======== Entries provided

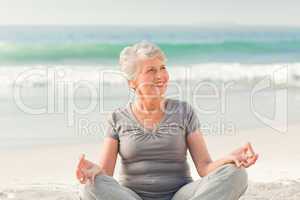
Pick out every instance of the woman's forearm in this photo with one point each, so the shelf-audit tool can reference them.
(213, 165)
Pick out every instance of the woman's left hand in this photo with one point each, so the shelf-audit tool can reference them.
(243, 156)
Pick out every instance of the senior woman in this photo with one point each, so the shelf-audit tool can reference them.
(152, 135)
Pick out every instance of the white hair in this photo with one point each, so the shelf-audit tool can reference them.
(130, 55)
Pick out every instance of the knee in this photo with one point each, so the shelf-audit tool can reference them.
(99, 182)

================

Drop the images and repeat the data exactly.

**Solution below**.
Pick out every instance of the woman's forearm in this photo with one point each, so the shelf-audit tool can reference them.
(213, 165)
Pick out every instance of the woman's left hand in this photo with one point each, so the shelf-audit tool can reference them.
(243, 156)
Pick out every instance of the senior woman in this photo with one point each, so the shelf-audit tool can reference them.
(152, 135)
Pick out every instance of the white hair in this photo with one point each, so the shelf-audit tool can reference them.
(130, 55)
Pick out every instance of the knee in this photo with one point each, so the shelf-audit tool can reference them.
(99, 182)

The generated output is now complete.